**SET TASK A:** List every line of the records that contains the string "Query", matching case exactly.

**SELECTED EXTRACT:**

▬▬▬

Segmented cavitation boiler
Abstract
A cavitation boiler segment includes a rotor to be coupled with a rotating inner drum and a stator surrounding the rotor segment. The rotor and the stator each include drums with two banks of annular apertures, which overlap to define two cavitation regions. The rotor includes a web bifurcating the rotor between the apertures into an upstream side and a downstream side, each forming a separate fluid passage between a face of the rotor and a bank of apertures. The stator includes a casing enclosing the stator apertures in a fluid passageway. In operation, fluid flows into a first side of the rotor, across a first cavitation region and into the stator, then back across the second cavitation region and into the second side of the rotor where the fluid may flow into a first side of an adjacent segment.
Claims
exact text as granted — not AI-modifiedWhat is claimed is:
1. A cavitation boiler segment configured to be disposed in a housing, the cavitation boiler segment comprising:
a rotor segment configured to be secured around an inner drum of the housing, the rotor segment comprising:
a rotor drum having first and second annular banks of apertures through the rotor drum, the rotor drum defining an outer surface of the rotor segment, and the first and second annular banks of apertures disposed on the outer surface of the rotor segment,
a hub configured to interface with the inner drum, and
an annular web connecting the hub to the rotor drum between the first and second annular banks of apertures, the annular web comprising:
an upstream surface defining a first fluid passageway between an upstream face of the rotor segment and the first bank of apertures, and
a downstream surface defining a third fluid passageway between a downstream face of the rotor segment and the second bank of apertures; and
a stator segment configured to be disposed around the rotor segment, the stator segment comprising:
a stator drum having third and fourth annular banks of apertures through the stator drum arranged to overlap the first and second banks of apertures through the rotor drum, the stator drum defining an inner surface of the stator segment, and the third and fourth annular banks of apertures disposed on the inner surface of the stator segment, and
a stator casing configured enclose the third and fourth annular banks of apertures in an interior chamber defining a second fluid passageway between the third and fourth annular banks of apertures; and
wherein the first, second, and third fluid passageways together define a flowpath through the cavitation boiler segment, the flowpath configured to direct an axial flow of fluid starting at the first fluid passageway, then through the second fluid passageway, and then through the third fluid passageway.
2. The cavitation boiler segment of claim 1 , wherein the outer surface of the rotor segment and the inner surface of the stator segment define a cavitation region therebetween.
3. The cavitation boiler segment of claim 2 , wherein the cavitation region comprises a first cavitation region between the first and third banks of apertures, and a second cavitation region between the second and fourth banks of apertures, and wherein, when the rotor segment rotates with respect to the stator segment, the first cavitation region is configured to generate cavitation in the fluid flowing radially outward from to the first bank of apertures to the third bank of apertures, and the second cavitation region is configured to generate cavitation in the fluid flowing radially inward from the fourth bank of apertures to the second bank of apertures.

▬▬▬

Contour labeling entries
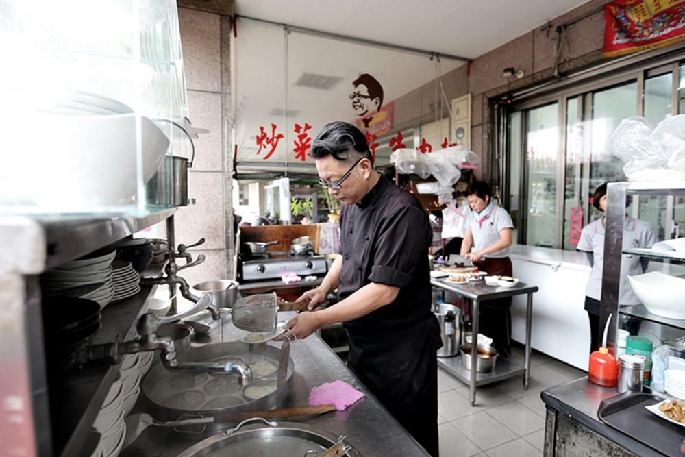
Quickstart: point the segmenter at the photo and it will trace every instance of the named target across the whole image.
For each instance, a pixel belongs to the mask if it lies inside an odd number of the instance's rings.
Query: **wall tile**
[[[207,240],[203,249],[225,247],[223,183],[221,173],[190,172],[188,194],[195,204],[177,213],[177,244],[190,244],[203,237]]]
[[[508,82],[502,76],[502,70],[509,66],[530,75],[533,70],[532,55],[533,34],[529,32],[479,57],[471,64],[469,92],[481,94],[507,84]]]
[[[195,139],[195,161],[193,170],[221,171],[223,169],[221,147],[221,95],[188,91],[190,117],[193,127],[207,129],[209,133]]]
[[[186,80],[188,89],[219,92],[221,88],[219,15],[179,8]]]

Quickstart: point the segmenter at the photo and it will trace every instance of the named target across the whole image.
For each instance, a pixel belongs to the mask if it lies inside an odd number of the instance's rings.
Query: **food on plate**
[[[452,275],[447,278],[447,280],[458,284],[464,284],[468,282],[468,280],[464,275]]]
[[[669,419],[685,423],[685,412],[683,411],[683,402],[680,400],[665,400],[659,405],[659,410]]]

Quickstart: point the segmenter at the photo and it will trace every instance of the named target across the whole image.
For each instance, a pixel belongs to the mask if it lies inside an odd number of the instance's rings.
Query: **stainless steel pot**
[[[243,241],[242,245],[246,248],[247,250],[251,254],[263,254],[266,253],[266,247],[271,246],[271,245],[277,245],[278,241],[269,241],[268,243],[264,243],[262,241]]]
[[[471,344],[467,343],[460,347],[462,353],[462,366],[471,370]],[[475,362],[477,373],[490,373],[495,370],[495,363],[497,361],[497,351],[492,346],[478,345],[478,356]]]
[[[350,441],[336,438],[302,423],[269,422],[262,418],[243,421],[235,428],[213,435],[191,446],[179,457],[193,456],[323,456],[336,443],[343,442],[341,455],[360,456]]]
[[[237,281],[216,280],[198,283],[192,288],[200,295],[208,293],[212,295],[212,303],[216,308],[233,308],[238,299],[238,285]]]
[[[185,157],[174,156],[172,158],[172,166],[173,193],[171,195],[171,203],[174,206],[187,206],[188,169],[192,165],[188,164],[188,160]]]
[[[309,236],[300,236],[290,241],[290,251],[294,254],[303,254],[314,249],[314,243]]]
[[[440,323],[440,336],[443,347],[438,350],[438,357],[452,357],[459,351],[461,341],[461,330],[459,322],[461,310],[453,305],[439,305],[433,311]]]

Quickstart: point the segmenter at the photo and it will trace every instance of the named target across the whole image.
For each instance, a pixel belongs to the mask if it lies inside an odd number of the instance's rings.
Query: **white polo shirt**
[[[601,275],[604,266],[604,224],[603,218],[591,222],[583,227],[580,240],[576,246],[579,251],[592,252],[594,259],[590,279],[585,289],[585,295],[590,298],[599,300],[601,297]],[[635,247],[651,247],[654,244],[654,232],[649,222],[628,217],[623,225],[623,249]],[[630,288],[626,276],[641,275],[644,273],[641,258],[639,256],[621,256],[621,286],[619,289],[619,304],[636,305],[640,300]]]
[[[492,210],[485,217],[480,217],[474,211],[469,214],[466,229],[473,236],[471,251],[480,251],[492,246],[499,240],[499,232],[507,228],[514,228],[511,216],[504,208],[493,203]],[[502,258],[509,256],[509,248],[484,256],[486,258]]]

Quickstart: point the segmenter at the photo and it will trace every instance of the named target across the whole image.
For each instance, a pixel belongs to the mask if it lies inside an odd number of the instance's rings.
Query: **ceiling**
[[[586,0],[236,0],[236,14],[475,58]]]
[[[584,2],[484,0],[467,3],[464,0],[426,0],[421,3],[421,14],[416,14],[416,2],[405,0],[406,8],[399,8],[399,3],[236,0],[236,13],[279,24],[475,58]],[[465,64],[449,58],[438,63],[428,55],[297,30],[286,34],[281,27],[242,19],[238,23],[232,50],[236,103],[234,132],[238,163],[242,163],[241,168],[246,171],[270,165],[282,168],[279,164],[284,162],[288,162],[289,170],[297,166],[311,169],[311,160],[303,162],[294,159],[295,124],[311,125],[308,133],[314,137],[331,121],[354,122],[349,94],[353,89],[352,82],[361,73],[369,73],[381,83],[386,104]],[[332,85],[323,88],[299,84],[307,74],[327,78]],[[437,88],[421,91],[417,103],[423,106],[427,101],[446,101]],[[436,113],[436,119],[446,114]],[[258,153],[256,134],[263,126],[271,134],[271,123],[276,124],[277,133],[284,136],[273,156],[265,161],[266,153]]]

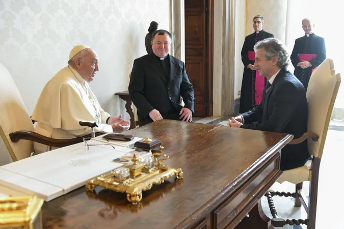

▬▬▬

**SET TASK B:** Reproduce the part of the cavitation boiler patent starting at "2. The cavitation" and ending at "second bank of apertures.", replacing "rotor segment" with "rotor assembly" wherever it occurs.

**EXERCISE RESPONSE A:**
Query: **wall tile**
Query: **food on plate**
Query: **stainless steel pot**
Query: **white polo shirt**
Query: **ceiling**

**EXERCISE RESPONSE B:**
2. The cavitation boiler segment of claim 1 , wherein the outer surface of the rotor assembly and the inner surface of the stator segment define a cavitation region therebetween.
3. The cavitation boiler segment of claim 2 , wherein the cavitation region comprises a first cavitation region between the first and third banks of apertures, and a second cavitation region between the second and fourth banks of apertures, and wherein, when the rotor assembly rotates with respect to the stator segment, the first cavitation region is configured to generate cavitation in the fluid flowing radially outward from to the first bank of apertures to the third bank of apertures, and the second cavitation region is configured to generate cavitation in the fluid flowing radially inward from the fourth bank of apertures to the second bank of apertures.